أَلْهَاكُمُ التَّكَاثُرُ
حَتَّىٰ زُرْتُمُ الْمَقَابِرَ
حَتَّىٰ زُرْتُمُ الْمَقَابِرَ
Bermegah-megahan telah melalaikan kalian, sampai kalian masuk ke dalam kubur. (QS. At Takatsur: 1-2)
Perilaku sebagian anggota DPR yang "terhormat" belakangan ini terus menjadi sorotan, mulai kasus korupsinya yang tiada habis-habisnya, kerja yang suka membolos, sampai gaya hidup mewah ala selebriti. Di tengah-tengah kondisi masyarakat yang masih terus dililit oleh kemiskinan, di mana sebagian besar rakyat kita masih susah cari makan, memang tidak sepantasnya para pejabat dan pemimpin negeri ini mempertontonkan gaya hidup hedonisme, karena akan melukai hati dan perasaan masyarakat banyak. Justru di tengah keterpurukan masyarakat, para pemimpin seharusnya berjuang keras dengan segala kekuasaannya yang ada, untuk memperjuangkan nasib rakyatnya, serta memberi teladan yang baik tentang pola hidup sederhana.
※ ※ ※
__Permintaan__:
Menurut teks tentang perilaku anggota DPR, apa yang seharusnya diperjuangkan para pemimpin dengan segala kekuasaannya di tengah keterpurukan masyarakat?

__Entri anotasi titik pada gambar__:
※ ※ ※
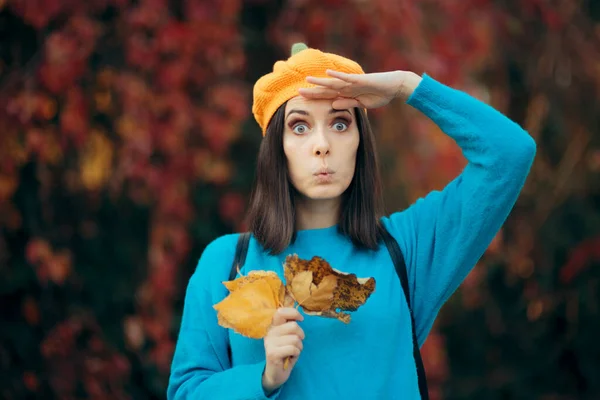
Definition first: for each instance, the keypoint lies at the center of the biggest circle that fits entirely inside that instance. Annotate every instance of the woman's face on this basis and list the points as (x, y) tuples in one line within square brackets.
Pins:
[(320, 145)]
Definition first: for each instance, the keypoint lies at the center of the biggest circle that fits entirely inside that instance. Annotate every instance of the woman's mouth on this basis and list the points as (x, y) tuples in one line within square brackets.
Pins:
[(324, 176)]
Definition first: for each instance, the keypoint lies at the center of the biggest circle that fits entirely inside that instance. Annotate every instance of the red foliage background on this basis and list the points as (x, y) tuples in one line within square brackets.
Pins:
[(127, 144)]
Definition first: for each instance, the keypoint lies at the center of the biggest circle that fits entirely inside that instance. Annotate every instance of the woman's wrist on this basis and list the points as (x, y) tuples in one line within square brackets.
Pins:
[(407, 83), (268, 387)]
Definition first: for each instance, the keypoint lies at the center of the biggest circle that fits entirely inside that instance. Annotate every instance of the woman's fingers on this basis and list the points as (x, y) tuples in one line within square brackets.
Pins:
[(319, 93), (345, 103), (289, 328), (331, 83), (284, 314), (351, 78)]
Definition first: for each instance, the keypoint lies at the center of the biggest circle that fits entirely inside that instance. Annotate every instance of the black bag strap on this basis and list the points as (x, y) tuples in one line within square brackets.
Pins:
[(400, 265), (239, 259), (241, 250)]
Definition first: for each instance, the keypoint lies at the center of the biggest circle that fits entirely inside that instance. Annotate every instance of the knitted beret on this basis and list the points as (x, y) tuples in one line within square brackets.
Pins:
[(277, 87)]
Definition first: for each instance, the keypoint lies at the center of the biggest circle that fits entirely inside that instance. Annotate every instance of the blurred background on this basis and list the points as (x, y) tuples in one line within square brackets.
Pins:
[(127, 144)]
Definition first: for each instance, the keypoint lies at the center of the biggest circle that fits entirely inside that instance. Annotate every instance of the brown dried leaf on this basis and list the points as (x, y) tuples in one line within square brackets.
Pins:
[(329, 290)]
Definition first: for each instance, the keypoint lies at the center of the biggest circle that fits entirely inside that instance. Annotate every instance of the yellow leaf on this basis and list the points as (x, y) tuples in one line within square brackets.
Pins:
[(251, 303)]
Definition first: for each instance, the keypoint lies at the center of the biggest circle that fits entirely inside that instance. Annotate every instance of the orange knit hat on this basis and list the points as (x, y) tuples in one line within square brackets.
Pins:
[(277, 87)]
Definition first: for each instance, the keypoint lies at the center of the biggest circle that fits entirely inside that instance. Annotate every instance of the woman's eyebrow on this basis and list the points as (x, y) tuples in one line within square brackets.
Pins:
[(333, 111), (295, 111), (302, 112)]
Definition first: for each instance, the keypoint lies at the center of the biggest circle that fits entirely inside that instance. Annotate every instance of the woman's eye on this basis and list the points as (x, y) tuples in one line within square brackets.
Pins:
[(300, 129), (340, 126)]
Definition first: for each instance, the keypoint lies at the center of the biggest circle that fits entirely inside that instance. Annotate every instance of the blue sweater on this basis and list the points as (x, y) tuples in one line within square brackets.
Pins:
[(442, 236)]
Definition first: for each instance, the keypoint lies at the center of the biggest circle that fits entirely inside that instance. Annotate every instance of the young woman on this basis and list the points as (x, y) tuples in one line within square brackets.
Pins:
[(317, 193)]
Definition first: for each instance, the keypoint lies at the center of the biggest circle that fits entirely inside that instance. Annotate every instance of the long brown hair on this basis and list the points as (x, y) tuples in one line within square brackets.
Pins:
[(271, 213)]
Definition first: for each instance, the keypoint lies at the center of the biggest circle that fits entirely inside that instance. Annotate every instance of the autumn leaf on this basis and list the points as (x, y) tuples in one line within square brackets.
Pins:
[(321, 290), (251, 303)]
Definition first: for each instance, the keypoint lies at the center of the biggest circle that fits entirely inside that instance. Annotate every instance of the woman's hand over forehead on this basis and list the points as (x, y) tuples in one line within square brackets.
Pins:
※ ※ ※
__Penyelesaian Lengkap__:
Nasib rakyatnya.